DESCRIPTION OF THE TASK: From the line that contains "church roof, the" to the end of the records below, copy every line exactly. Both the first and last of these lines count.

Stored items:
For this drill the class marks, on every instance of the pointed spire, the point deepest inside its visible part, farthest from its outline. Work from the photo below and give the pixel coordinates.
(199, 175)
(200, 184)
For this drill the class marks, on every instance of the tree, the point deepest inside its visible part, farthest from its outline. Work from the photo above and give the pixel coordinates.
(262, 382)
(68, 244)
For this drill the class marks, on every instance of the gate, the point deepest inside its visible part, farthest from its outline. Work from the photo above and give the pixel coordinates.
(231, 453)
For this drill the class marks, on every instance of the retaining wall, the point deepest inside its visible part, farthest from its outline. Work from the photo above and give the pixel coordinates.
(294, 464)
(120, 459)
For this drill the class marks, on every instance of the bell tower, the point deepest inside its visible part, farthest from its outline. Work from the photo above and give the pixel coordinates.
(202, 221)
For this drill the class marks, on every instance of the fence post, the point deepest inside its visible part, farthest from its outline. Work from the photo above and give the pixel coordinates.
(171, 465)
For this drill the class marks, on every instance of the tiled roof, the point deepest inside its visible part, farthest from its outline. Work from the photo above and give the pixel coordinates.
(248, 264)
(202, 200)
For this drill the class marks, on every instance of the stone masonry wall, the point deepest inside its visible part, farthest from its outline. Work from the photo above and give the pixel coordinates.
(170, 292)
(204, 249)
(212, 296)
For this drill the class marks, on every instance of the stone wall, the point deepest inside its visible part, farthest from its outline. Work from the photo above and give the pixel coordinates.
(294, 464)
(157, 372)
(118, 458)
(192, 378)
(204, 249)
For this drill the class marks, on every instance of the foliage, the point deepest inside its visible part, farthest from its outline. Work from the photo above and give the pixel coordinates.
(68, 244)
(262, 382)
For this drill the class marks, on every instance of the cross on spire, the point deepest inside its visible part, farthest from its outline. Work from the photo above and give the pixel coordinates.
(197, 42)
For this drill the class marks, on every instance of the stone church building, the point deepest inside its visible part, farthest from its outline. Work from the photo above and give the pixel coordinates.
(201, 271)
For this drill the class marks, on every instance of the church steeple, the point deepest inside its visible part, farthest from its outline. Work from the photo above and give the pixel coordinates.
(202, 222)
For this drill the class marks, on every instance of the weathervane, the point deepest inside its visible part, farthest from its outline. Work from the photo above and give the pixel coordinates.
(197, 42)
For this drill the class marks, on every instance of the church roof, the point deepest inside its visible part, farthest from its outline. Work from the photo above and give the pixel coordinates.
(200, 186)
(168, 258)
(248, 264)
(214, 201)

WRITTEN REPLY:
For this drill the class marks, on every instance of the church roof, the point deepest inside its visible part, farthest from its outline. Work from the photo above and give the pixel coordinates.
(200, 186)
(168, 258)
(248, 264)
(214, 201)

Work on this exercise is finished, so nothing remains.